## CONSIGNE DONNÉE 1
Répondez aux questions suivantes à partir de l'extrait de page.
(a) Pour quelle somme et à quelle occasion le disque Get Ready a-t-il été cédé à un passant ?
(b) Quelle année accompagne le titre Get Ready de New Order ?
(c) Entre quelles deux tendances l'âme du collectionneur est-elle tiraillée ?

## EXTRAIT DE PAGE
::::::::
La chanson de la semaine

samedi 29 octobre 2011

Used To Own: 1.New Order

Revendre des disques est un acte rituel chez le collectionneur, l'un des multiples visages de sa passion. Car collectionner n'est pas accumuler sans fin mais, parfois, se resserrer sur l'essentiel, éliminer les disques parasites - en un mot: sélectionner.

Fondamentalement, on peut dire que l'âme du collectionneur est tiraillée entre l'accumulation (horizontale) et la sélection (verticale). Un principe démocratique le dispute sans cesse à un accès d'élitisme. Aussi, quand ce dernier prédomine, l'amateur se décide-t-il à vidanger l'étagère, dans la logique comptable du gain d'espace mais également avec l'idée maniaque d'un ordre, d'une hiérarchie des disques où chacun aurait sa place et dont l'intrus devrait être évincé. J'ai ainsi en ma possession un certain nombre de disques dont l'usage s'est raréfié, quand il n'a pas été inexistant dès l'abord, or je ne vois pas d'un bon œil leur cohabitation avec mes favoris.

"On ne vit pas à coups de chef-d'œuvres" pourrait-on me rétorquer. C'est vrai. Cela dit il est tout aussi vrai de dire qu'il existe des albums sans intérêts, achetés sur la foi d'une seule chanson ou, pire, d'une critique (à l'époque où je croyais aux "classiques" - coïncidence, c'était quand l'adsl n'existait pas chez moi: il y a un lien direct entre la "croyance" et l'absence de connexion. L'accès libre à internet limite fortement l'argument d'autorité, du moins en musique). Les promotions "prix verts" de la fnac ont eu le même effet: achetés par 4, les disques valaient moins chers, ce qui a enrichi ma collection d'une variété de nullités considérables (jusqu'à Sonny & Cher, le premier RHCP...).

Là n'est pourtant pas la question du jour. Dans une phase de sobriété, d'inhibition du réflexe consumériste, peut-être même devrais-je dire dans un moment d'ascèse, je me suis débarrassé de disques que je n'aurais JAMAIS dû revendre! De même qu'on devrait réfléchir à deux fois avant d'acheter, il faudrait réfléchir à deux fois (voire plus) avant de se démunir de ses biens matériels. Tant qu'à faire, une fois qu'on les a...

1 - Get Ready - New Order (2001)

Quelle erreur, quand j'y songe, d'avoir refourgué à un passant, pour la modique somme de 4 euros, lors d'une brocante villageoise, un disque de la trempe de Get Ready. Jamais je n'aurais dû oublier qu'à l'origine je l'avais aimé (car ce qu'on a aimé une fois, on peut l'aimer deux fois). Pourquoi n'ai-je pas pensé à Crystal, à 60 Miles an Hour, à Vicious Streak, Primitive Notion, Rock the Shak, Run... c'est-à-dire, en fin de compte, à presque tous les morceaux de l'album? Ce n'est donc pas comme s'il n'y avait qu'une perle discrète enfouie sous la boue.
::::::::
[Enregistrements d'un jeu de données d'annotation par points]
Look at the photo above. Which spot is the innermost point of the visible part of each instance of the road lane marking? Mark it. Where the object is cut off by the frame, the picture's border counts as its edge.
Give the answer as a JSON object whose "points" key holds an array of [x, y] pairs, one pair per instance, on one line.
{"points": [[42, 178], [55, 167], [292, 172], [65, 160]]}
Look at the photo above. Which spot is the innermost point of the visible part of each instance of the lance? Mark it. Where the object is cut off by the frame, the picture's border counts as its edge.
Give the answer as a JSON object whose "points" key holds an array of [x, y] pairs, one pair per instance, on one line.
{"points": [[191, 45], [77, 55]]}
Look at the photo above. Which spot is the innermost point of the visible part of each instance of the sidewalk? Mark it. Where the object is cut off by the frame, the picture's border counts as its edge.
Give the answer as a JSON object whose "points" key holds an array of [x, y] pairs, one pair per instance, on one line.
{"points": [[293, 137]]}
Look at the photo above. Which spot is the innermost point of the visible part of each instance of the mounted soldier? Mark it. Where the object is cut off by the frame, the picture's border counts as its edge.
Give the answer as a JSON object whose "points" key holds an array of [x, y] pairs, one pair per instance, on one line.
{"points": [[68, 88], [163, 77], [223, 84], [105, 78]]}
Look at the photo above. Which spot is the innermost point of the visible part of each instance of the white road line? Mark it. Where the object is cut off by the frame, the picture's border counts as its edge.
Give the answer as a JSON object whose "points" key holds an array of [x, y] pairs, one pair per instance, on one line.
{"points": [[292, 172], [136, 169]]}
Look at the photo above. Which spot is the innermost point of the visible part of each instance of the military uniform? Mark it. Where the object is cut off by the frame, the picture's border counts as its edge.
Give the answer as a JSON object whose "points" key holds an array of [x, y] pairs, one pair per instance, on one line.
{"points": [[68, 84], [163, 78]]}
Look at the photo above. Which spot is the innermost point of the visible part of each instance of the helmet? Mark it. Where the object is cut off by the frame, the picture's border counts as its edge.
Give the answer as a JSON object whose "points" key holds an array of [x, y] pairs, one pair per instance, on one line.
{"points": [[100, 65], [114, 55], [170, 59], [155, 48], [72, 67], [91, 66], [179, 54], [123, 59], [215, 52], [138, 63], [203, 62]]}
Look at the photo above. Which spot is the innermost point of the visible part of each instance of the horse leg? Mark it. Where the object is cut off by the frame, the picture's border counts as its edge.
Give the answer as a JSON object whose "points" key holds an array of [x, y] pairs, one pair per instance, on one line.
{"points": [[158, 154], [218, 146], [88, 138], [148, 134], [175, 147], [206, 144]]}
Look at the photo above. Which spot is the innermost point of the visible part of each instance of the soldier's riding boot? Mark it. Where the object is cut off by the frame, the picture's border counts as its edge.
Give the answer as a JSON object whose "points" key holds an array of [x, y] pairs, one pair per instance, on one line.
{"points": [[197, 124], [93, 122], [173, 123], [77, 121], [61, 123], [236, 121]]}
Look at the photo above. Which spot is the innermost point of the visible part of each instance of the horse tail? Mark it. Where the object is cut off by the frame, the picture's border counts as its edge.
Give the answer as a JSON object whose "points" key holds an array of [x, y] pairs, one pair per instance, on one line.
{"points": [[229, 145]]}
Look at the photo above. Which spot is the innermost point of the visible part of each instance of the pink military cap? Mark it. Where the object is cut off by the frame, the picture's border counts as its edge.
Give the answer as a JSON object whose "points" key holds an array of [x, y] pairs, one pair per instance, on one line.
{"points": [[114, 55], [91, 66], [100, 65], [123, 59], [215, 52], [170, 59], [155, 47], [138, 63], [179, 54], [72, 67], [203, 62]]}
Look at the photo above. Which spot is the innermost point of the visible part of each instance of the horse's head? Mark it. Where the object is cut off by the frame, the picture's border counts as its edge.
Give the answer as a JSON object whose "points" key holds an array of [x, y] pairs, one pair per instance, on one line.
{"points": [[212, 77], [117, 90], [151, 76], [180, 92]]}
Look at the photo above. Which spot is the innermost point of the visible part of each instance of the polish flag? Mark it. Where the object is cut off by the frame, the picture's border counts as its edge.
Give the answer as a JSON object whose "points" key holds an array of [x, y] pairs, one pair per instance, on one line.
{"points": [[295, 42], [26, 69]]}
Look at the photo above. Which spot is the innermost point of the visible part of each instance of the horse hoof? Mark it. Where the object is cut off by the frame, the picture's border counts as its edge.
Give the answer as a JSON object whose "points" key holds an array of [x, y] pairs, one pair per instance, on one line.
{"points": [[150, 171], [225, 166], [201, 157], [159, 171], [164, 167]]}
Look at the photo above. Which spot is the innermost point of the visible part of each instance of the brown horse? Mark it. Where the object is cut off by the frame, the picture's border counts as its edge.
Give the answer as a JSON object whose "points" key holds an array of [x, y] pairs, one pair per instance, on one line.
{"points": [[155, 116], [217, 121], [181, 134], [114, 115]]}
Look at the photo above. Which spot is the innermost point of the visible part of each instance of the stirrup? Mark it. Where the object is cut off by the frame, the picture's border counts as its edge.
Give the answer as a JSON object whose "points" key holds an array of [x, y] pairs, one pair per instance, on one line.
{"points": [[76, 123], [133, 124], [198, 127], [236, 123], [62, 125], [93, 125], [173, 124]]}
::::::::
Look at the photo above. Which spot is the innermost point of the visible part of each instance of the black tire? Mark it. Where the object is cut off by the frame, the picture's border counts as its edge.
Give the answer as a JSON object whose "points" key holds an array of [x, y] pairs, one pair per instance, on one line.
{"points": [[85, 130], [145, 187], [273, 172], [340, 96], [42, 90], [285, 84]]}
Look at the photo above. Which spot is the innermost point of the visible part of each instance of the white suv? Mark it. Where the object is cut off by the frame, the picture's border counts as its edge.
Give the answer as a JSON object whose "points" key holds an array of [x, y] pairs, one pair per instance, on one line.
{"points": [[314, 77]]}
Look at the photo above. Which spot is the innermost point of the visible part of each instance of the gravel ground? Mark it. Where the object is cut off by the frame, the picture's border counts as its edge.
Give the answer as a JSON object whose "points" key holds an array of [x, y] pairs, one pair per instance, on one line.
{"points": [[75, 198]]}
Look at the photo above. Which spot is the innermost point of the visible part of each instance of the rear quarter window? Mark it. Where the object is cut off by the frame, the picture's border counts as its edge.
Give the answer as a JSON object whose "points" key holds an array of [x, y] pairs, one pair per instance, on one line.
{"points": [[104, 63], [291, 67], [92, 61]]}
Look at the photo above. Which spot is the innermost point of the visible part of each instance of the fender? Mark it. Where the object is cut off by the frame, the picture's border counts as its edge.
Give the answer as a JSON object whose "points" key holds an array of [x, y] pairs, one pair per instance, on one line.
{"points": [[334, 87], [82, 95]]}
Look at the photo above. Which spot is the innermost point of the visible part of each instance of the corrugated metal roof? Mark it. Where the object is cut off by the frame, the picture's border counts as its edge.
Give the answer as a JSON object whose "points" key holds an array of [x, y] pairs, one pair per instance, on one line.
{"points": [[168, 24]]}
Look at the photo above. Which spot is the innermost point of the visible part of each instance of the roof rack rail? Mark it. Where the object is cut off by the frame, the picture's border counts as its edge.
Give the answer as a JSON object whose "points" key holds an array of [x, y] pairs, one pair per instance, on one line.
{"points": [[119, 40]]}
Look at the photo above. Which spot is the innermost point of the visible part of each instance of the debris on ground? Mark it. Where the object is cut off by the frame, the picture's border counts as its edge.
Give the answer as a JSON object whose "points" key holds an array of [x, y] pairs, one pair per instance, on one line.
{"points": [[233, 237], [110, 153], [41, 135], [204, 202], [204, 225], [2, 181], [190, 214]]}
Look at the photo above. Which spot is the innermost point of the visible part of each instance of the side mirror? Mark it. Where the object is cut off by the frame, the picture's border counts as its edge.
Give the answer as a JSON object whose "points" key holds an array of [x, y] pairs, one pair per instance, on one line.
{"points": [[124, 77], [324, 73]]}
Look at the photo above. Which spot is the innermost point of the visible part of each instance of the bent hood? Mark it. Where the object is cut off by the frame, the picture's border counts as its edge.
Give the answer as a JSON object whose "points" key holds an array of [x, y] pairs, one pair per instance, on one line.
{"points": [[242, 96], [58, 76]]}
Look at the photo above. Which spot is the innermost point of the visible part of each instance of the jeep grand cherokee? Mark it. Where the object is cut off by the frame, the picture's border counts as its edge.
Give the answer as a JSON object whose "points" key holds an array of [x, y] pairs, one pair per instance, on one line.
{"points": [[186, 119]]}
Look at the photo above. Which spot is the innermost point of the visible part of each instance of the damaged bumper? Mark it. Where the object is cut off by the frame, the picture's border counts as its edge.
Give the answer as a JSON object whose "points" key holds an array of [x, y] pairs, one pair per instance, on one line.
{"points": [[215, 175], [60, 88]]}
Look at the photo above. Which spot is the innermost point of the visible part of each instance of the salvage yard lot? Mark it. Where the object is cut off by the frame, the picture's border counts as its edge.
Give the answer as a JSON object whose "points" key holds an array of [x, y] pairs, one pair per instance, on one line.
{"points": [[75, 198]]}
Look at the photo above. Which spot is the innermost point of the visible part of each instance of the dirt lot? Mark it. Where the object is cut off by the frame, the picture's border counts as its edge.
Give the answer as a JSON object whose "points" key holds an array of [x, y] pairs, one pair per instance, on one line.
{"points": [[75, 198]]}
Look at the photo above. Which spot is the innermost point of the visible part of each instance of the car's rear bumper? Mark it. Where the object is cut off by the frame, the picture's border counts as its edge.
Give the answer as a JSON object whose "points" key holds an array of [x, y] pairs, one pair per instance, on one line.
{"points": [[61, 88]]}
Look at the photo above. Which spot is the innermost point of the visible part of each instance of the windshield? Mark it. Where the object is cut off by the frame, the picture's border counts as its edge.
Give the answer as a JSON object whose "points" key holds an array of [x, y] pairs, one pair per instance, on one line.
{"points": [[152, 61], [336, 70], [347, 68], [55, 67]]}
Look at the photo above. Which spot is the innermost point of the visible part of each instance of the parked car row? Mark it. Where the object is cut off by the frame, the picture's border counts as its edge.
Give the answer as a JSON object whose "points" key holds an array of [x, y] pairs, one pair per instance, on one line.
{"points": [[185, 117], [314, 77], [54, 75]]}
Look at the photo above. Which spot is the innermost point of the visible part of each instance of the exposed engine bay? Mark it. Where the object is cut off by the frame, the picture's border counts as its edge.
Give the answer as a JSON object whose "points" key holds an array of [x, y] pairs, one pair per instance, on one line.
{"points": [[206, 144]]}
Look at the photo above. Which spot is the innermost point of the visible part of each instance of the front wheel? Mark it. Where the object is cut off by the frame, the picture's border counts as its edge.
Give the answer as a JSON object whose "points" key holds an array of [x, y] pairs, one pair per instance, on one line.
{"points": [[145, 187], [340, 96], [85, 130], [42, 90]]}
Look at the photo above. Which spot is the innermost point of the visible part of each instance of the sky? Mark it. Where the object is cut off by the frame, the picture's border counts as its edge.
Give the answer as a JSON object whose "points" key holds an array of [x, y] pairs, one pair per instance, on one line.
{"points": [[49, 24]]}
::::::::
## CONSIGNE DONNÉE 2
Relevez toutes les lignes des entrées qui contiennent le mot "roof", en respectant la casse.

## SOLUTION COMPLÈTE 1
(a) Pour 4 euros, lors d'une brocante villageoise.
(b) 2001.
(c) L'accumulation (horizontale) et la sélection (verticale).

## SOLUTION COMPLÈTE 2
Look at the photo above. Which spot is the innermost point of the visible part of each instance of the corrugated metal roof? Mark it. Where the object is cut off by the frame, the picture's border counts as its edge.
Look at the photo above. Which spot is the innermost point of the visible part of each instance of the roof rack rail? Mark it. Where the object is cut off by the frame, the picture's border counts as its edge.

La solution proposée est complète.